Work to complete: What is the number of lines in the listing below that contain the string "target"? Give that number only.

Records provided section start

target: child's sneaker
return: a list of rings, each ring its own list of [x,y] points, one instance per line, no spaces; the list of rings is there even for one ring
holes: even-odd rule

Records provided section end
Records provided section start

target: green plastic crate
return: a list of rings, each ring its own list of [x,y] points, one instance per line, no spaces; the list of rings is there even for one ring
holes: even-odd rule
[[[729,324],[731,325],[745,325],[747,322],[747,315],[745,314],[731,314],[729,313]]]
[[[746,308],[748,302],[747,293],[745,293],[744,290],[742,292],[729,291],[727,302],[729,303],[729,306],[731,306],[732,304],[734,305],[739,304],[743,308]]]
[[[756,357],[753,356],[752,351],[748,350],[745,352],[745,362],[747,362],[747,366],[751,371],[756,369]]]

Records provided section end

Answer area: 2